Directions for this task | Locate the line that contains "[find] the green grass". Reproduce it and all following lines up to the end of the material, exactly and with nothing added.

Records:
====================

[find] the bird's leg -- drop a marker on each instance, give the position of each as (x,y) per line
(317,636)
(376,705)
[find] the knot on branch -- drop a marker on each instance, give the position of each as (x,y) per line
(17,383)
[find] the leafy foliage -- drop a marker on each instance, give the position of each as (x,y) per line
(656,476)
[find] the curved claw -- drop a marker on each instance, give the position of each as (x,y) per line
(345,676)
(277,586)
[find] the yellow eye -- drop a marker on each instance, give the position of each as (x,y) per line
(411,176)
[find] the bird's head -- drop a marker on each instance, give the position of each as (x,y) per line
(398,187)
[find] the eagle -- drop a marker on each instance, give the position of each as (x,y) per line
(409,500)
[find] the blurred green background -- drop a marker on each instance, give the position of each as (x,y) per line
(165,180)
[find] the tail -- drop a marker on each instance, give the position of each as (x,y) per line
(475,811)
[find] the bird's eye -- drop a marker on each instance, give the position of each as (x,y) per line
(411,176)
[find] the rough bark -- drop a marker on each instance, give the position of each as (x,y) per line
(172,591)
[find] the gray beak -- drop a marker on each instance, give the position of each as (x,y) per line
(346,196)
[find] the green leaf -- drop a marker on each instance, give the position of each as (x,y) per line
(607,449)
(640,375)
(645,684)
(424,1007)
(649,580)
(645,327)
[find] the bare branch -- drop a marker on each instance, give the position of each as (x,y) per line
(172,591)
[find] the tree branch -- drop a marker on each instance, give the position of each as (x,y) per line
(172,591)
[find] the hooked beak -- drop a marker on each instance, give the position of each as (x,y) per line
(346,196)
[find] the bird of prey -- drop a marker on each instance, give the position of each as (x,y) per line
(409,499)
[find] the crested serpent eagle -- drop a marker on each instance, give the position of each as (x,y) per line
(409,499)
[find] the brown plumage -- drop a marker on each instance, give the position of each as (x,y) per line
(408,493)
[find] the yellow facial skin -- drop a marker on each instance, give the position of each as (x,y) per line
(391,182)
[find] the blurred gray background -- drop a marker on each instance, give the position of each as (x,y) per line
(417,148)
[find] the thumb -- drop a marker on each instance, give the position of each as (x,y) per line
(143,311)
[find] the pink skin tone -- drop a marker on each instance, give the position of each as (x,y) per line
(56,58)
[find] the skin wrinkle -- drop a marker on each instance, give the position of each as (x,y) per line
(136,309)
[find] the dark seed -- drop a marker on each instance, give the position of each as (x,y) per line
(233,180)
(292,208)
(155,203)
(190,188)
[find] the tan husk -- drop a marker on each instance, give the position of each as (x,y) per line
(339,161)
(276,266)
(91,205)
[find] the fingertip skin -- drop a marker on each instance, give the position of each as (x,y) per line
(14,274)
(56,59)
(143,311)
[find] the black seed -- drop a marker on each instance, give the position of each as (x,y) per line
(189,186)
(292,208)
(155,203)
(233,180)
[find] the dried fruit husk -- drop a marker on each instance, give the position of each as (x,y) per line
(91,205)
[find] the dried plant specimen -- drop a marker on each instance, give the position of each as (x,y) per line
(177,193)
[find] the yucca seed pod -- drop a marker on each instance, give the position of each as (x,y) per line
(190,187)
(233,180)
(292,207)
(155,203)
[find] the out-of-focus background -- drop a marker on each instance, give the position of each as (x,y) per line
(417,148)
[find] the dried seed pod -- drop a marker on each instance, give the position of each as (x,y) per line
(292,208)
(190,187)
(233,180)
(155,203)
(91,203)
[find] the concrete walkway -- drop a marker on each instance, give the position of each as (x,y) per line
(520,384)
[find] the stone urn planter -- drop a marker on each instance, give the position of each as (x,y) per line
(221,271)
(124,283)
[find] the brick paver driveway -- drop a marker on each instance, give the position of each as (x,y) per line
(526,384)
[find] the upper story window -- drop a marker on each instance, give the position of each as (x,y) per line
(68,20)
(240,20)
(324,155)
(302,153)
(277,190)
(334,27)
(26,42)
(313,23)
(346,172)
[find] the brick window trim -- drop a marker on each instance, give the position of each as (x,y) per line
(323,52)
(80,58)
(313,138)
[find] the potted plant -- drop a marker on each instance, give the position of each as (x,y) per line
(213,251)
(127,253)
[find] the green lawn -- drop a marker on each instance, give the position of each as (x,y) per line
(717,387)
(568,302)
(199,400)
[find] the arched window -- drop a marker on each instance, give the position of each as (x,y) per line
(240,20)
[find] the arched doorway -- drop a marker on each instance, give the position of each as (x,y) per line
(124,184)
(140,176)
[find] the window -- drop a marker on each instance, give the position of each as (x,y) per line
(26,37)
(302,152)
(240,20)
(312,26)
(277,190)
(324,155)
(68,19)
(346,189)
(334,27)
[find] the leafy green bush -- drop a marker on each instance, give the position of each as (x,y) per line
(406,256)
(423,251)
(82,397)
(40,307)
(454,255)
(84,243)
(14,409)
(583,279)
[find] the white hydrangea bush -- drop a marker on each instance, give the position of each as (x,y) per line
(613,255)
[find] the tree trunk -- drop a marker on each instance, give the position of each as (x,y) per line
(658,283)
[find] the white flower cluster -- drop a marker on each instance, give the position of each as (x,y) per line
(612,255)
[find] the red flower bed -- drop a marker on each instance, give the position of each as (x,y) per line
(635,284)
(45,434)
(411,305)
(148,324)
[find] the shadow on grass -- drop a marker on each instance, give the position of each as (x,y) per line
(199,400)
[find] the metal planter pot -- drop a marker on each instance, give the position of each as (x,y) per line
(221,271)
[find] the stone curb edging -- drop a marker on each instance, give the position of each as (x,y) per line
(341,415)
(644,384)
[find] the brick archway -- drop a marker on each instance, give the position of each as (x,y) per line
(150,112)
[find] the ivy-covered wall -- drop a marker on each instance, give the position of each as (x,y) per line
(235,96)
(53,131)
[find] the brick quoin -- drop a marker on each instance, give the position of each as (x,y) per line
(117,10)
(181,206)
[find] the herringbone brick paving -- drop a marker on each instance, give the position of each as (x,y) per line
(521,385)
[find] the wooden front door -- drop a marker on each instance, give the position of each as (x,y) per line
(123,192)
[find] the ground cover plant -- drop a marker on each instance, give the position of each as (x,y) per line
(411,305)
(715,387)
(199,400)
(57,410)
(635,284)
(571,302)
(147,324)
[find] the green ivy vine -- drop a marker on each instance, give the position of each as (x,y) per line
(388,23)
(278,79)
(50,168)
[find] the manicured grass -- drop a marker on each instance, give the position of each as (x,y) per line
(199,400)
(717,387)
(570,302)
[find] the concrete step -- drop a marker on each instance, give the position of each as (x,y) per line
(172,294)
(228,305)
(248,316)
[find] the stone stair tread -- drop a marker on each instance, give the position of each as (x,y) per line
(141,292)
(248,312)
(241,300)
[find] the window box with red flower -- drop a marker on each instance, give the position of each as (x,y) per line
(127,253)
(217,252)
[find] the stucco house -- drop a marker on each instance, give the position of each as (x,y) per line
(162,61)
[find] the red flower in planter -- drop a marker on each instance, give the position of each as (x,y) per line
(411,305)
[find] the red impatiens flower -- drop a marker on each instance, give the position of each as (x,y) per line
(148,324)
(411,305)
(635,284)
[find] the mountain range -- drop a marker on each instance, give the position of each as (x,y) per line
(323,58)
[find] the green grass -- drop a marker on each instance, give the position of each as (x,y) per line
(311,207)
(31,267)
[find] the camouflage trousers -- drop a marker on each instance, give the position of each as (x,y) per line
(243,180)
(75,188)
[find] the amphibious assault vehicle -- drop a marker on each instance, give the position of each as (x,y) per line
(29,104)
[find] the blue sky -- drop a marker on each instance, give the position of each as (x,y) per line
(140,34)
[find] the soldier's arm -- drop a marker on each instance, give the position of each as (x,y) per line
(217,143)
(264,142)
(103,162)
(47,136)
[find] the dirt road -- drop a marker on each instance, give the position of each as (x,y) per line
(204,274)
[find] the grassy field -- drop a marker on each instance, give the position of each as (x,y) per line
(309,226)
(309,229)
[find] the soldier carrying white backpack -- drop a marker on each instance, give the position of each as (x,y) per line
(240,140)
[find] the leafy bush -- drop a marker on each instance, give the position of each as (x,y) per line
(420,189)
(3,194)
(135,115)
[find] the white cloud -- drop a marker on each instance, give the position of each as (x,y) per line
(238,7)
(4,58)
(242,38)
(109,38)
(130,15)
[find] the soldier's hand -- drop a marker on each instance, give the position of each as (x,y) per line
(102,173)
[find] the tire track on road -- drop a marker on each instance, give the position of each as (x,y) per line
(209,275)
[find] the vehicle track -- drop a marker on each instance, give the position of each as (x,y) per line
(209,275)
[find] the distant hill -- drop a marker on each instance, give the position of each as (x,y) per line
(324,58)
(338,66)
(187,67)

====================

Finished task |
[find] the green grass -- drop a marker on each instance, give the position of each as (x,y) per line
(311,207)
(31,267)
[find] the camouflage trousers -- drop a marker on each instance, give the position of each as (x,y) per line
(243,180)
(75,188)
[find] the amphibious assault vehicle -- drop a marker on each instance, give the position of each as (x,y) per line
(29,104)
[find] the blue sky -- drop a marker on each instance, give the position of each as (x,y) per line
(140,34)
[find] the soldier's arm -- drop a marker on each instance, give the position of each as (x,y) per line
(217,143)
(264,142)
(103,162)
(47,136)
[find] the dirt road -- drop a marker on each instance, give the position of each as (x,y) per line
(204,274)
[find] the grassy field -- drop a marker on each instance, give the position of each as (x,y) per line
(309,226)
(309,229)
[find] the soldier carrying white backpack -- drop a marker on each instance, give the position of each as (x,y) per line
(240,140)
[find] the leafy bush -- drop a marker on each instance, give the position of each as (x,y) per line
(420,189)
(3,194)
(135,115)
[find] the white cloud -- drop a marker on each instance, give the position of each as (x,y) per line
(238,7)
(4,58)
(242,38)
(109,38)
(130,15)
[find] the soldier's hand -- drop a marker on each instance, give the position of each as (x,y) per line
(102,173)
[find] the tire track on road -- drop a marker on each instance, give the position of each as (x,y) per line
(209,275)
[find] the vehicle track -- drop a marker on each instance, give the position of each as (x,y) per line
(209,275)
[find] the distant hill -- drop a marker on each instance, give the position of each as (x,y) per line
(324,58)
(338,66)
(187,67)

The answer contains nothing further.